WRITTEN EXERCISE: Count the lines in the records below that contain the string "mirror", and reply with the number alone.

INPUT MATERIAL:

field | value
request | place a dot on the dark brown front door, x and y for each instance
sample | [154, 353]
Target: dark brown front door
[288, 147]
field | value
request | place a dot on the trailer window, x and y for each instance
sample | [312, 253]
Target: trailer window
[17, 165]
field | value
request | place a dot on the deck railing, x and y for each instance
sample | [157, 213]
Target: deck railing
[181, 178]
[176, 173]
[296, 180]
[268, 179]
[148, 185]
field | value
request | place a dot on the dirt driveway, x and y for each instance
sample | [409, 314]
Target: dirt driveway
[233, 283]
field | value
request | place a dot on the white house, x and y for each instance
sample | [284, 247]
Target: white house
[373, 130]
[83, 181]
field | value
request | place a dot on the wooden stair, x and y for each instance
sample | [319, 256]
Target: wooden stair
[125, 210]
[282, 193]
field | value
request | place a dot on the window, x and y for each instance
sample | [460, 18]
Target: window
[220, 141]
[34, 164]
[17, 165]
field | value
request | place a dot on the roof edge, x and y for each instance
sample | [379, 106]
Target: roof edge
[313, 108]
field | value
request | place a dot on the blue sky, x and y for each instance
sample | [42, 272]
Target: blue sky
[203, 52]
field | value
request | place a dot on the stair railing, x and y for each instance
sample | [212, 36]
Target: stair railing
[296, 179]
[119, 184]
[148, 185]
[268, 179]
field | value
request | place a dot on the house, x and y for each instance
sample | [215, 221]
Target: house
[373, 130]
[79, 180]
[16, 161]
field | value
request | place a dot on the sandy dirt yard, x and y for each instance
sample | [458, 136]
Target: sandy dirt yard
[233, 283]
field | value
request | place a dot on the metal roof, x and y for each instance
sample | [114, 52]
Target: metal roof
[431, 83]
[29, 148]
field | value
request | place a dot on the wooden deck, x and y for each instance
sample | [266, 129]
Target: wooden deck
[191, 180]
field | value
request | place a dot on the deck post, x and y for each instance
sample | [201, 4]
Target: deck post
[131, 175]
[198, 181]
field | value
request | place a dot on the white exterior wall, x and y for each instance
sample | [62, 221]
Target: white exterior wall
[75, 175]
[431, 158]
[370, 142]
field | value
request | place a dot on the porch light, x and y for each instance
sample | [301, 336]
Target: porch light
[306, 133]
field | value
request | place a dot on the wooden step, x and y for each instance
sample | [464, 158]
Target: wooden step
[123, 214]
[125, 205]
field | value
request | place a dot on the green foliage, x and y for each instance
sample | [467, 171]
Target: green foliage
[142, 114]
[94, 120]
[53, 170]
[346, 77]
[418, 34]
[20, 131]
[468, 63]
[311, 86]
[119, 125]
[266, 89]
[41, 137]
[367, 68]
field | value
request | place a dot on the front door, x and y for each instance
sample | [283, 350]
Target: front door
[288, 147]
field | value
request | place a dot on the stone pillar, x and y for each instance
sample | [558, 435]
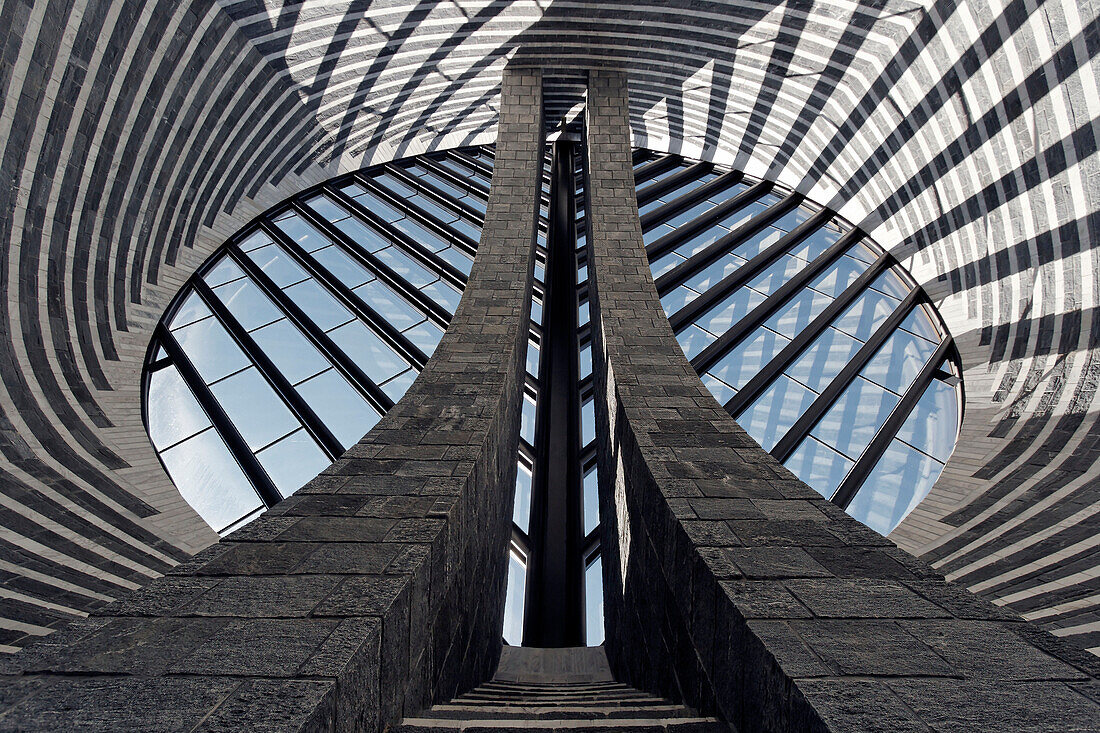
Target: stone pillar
[374, 591]
[735, 588]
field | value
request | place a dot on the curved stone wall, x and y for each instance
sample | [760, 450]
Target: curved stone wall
[136, 138]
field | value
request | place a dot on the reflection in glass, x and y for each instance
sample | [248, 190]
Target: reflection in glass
[210, 480]
[338, 405]
[514, 601]
[897, 484]
[594, 603]
[256, 412]
[293, 461]
[178, 414]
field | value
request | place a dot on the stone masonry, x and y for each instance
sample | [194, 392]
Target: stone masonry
[730, 586]
[378, 588]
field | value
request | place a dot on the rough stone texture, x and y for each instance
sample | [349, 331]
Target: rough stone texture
[756, 598]
[355, 601]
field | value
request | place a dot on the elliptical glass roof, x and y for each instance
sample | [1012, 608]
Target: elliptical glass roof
[815, 340]
[295, 338]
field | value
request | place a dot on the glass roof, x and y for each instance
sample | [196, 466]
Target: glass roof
[301, 331]
[816, 341]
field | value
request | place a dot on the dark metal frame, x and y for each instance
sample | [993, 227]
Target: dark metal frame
[311, 331]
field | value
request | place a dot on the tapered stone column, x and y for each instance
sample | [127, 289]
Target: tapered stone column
[735, 588]
[374, 591]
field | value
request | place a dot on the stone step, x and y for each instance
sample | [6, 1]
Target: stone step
[634, 724]
[572, 712]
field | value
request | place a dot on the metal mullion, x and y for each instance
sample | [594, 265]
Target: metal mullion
[653, 167]
[840, 382]
[683, 233]
[713, 252]
[474, 163]
[735, 280]
[336, 356]
[472, 185]
[414, 249]
[889, 430]
[418, 215]
[773, 303]
[397, 282]
[463, 210]
[238, 446]
[301, 409]
[380, 325]
[691, 198]
[804, 338]
[675, 181]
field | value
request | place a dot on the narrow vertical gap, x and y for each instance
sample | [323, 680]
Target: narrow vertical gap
[554, 599]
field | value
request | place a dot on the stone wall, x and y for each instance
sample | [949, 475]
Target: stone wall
[735, 588]
[375, 590]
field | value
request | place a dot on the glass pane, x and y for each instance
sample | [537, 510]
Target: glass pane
[320, 305]
[587, 422]
[443, 295]
[818, 466]
[838, 275]
[891, 284]
[776, 411]
[327, 208]
[396, 387]
[919, 321]
[191, 309]
[855, 417]
[521, 507]
[723, 316]
[933, 425]
[897, 484]
[405, 266]
[899, 361]
[791, 318]
[777, 274]
[223, 272]
[701, 241]
[514, 601]
[174, 413]
[864, 317]
[820, 364]
[363, 234]
[591, 501]
[293, 461]
[343, 266]
[693, 340]
[254, 240]
[714, 273]
[295, 357]
[426, 336]
[277, 264]
[210, 480]
[255, 409]
[210, 349]
[585, 360]
[343, 409]
[527, 419]
[307, 238]
[748, 358]
[758, 242]
[248, 303]
[388, 304]
[814, 245]
[594, 603]
[721, 391]
[792, 219]
[369, 351]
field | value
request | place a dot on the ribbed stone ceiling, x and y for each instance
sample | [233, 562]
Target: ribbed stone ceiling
[136, 137]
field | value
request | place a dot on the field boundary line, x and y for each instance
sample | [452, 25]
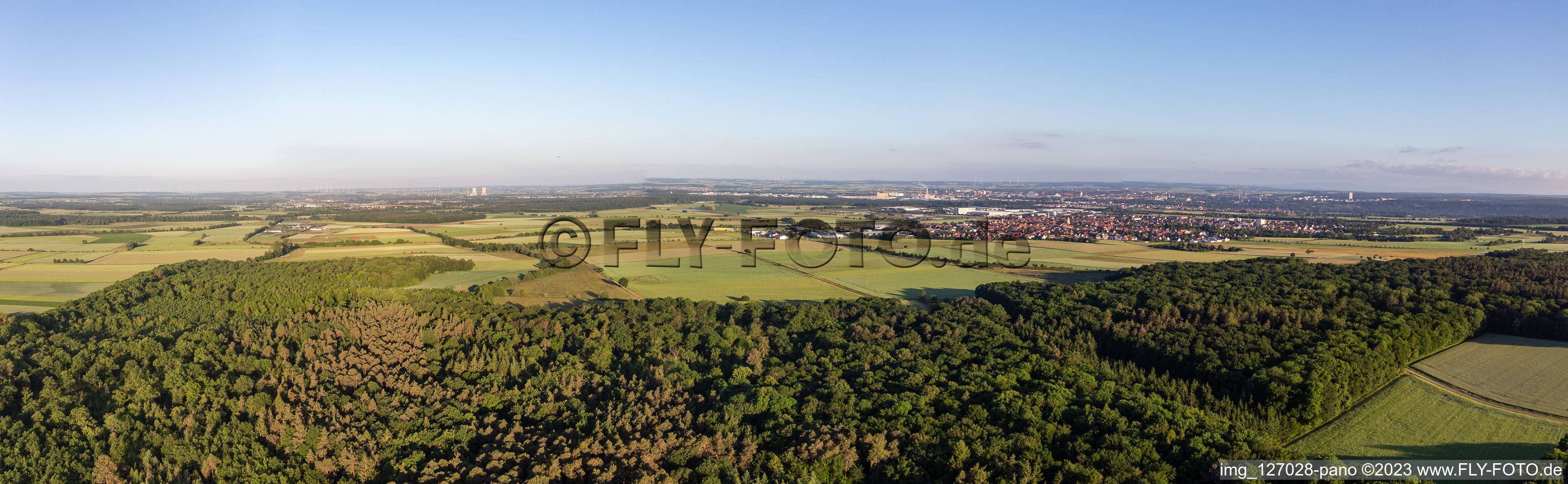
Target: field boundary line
[1346, 413]
[1482, 400]
[803, 273]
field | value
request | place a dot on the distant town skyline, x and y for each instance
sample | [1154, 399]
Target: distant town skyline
[185, 96]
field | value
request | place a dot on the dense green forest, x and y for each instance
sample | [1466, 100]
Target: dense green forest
[325, 372]
[1285, 345]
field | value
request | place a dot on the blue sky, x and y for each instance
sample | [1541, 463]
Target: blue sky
[1446, 96]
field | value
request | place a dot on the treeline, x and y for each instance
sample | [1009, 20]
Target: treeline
[1512, 221]
[320, 373]
[528, 248]
[352, 243]
[1285, 345]
[280, 250]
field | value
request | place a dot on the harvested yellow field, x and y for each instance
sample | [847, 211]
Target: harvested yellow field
[176, 256]
[11, 242]
[372, 251]
[1514, 370]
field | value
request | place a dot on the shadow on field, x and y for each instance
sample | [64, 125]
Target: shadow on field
[1490, 452]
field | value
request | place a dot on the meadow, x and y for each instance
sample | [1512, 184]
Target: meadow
[875, 276]
[1412, 419]
[725, 278]
[1514, 370]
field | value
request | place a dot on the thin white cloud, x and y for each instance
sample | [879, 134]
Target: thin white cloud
[1451, 170]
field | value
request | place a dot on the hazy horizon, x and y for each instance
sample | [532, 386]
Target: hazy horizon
[1394, 96]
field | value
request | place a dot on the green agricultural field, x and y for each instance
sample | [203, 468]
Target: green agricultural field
[176, 256]
[723, 278]
[879, 278]
[465, 279]
[29, 242]
[44, 304]
[1417, 420]
[1520, 372]
[49, 290]
[7, 309]
[120, 239]
[369, 251]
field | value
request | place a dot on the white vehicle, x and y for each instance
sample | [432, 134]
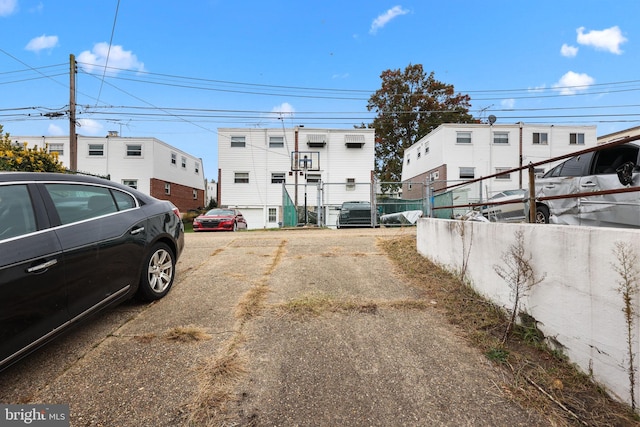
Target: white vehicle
[615, 170]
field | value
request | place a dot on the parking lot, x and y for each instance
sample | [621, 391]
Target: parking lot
[369, 351]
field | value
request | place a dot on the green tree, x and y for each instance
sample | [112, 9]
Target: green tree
[409, 105]
[18, 157]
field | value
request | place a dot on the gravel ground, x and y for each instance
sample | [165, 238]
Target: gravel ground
[387, 365]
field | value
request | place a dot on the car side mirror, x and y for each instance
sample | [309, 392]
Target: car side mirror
[625, 173]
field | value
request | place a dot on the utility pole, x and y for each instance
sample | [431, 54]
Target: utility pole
[73, 137]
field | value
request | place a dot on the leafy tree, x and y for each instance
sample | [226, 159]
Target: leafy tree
[409, 105]
[18, 157]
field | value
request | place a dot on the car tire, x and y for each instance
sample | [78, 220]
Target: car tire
[158, 272]
[542, 214]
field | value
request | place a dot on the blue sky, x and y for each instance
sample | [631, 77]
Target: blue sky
[177, 71]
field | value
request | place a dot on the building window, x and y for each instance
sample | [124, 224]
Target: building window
[241, 178]
[576, 138]
[351, 184]
[463, 137]
[276, 141]
[467, 173]
[501, 137]
[56, 148]
[277, 177]
[540, 138]
[133, 183]
[504, 176]
[134, 150]
[313, 177]
[354, 141]
[238, 141]
[96, 150]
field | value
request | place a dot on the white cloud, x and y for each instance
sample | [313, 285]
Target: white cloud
[609, 39]
[43, 42]
[55, 130]
[572, 83]
[118, 58]
[568, 51]
[386, 17]
[7, 7]
[90, 127]
[508, 103]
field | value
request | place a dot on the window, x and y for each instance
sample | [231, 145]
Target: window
[354, 141]
[504, 176]
[16, 211]
[501, 137]
[351, 184]
[241, 178]
[540, 138]
[463, 137]
[277, 177]
[316, 140]
[75, 202]
[467, 173]
[313, 177]
[133, 183]
[576, 138]
[56, 148]
[238, 141]
[276, 141]
[96, 150]
[134, 150]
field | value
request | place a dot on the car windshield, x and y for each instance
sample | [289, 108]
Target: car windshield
[215, 212]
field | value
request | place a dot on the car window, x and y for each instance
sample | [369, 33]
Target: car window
[124, 200]
[16, 211]
[75, 202]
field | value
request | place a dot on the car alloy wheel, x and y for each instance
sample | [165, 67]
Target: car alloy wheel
[158, 273]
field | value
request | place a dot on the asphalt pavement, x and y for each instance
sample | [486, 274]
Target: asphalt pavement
[372, 353]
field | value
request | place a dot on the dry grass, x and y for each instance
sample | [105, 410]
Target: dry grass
[536, 376]
[187, 334]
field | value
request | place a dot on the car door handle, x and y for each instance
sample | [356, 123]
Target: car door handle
[137, 230]
[41, 267]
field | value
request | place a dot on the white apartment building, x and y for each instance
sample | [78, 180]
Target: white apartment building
[256, 171]
[147, 164]
[452, 153]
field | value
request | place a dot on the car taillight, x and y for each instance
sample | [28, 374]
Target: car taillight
[177, 212]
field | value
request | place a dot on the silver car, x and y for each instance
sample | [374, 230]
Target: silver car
[614, 171]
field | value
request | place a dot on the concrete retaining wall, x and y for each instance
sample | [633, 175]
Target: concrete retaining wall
[577, 304]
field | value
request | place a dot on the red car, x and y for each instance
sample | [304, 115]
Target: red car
[220, 220]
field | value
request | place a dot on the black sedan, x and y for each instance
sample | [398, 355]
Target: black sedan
[71, 246]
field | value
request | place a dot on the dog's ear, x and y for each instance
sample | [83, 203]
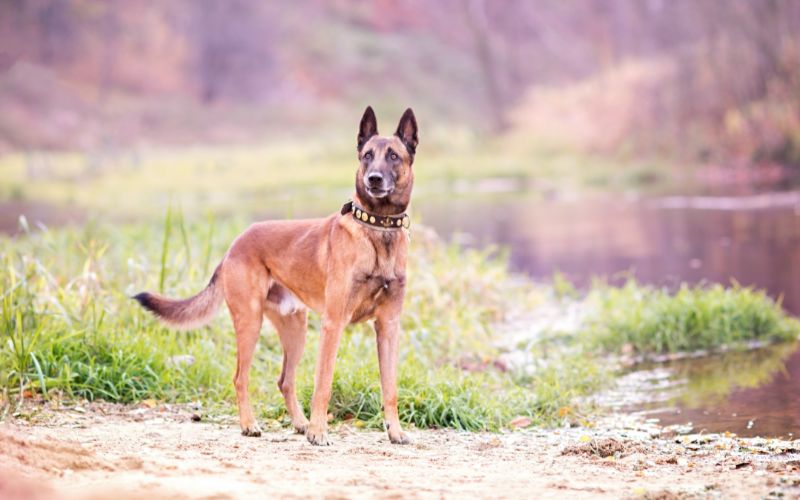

REPLY TO THE EXERCISE: 2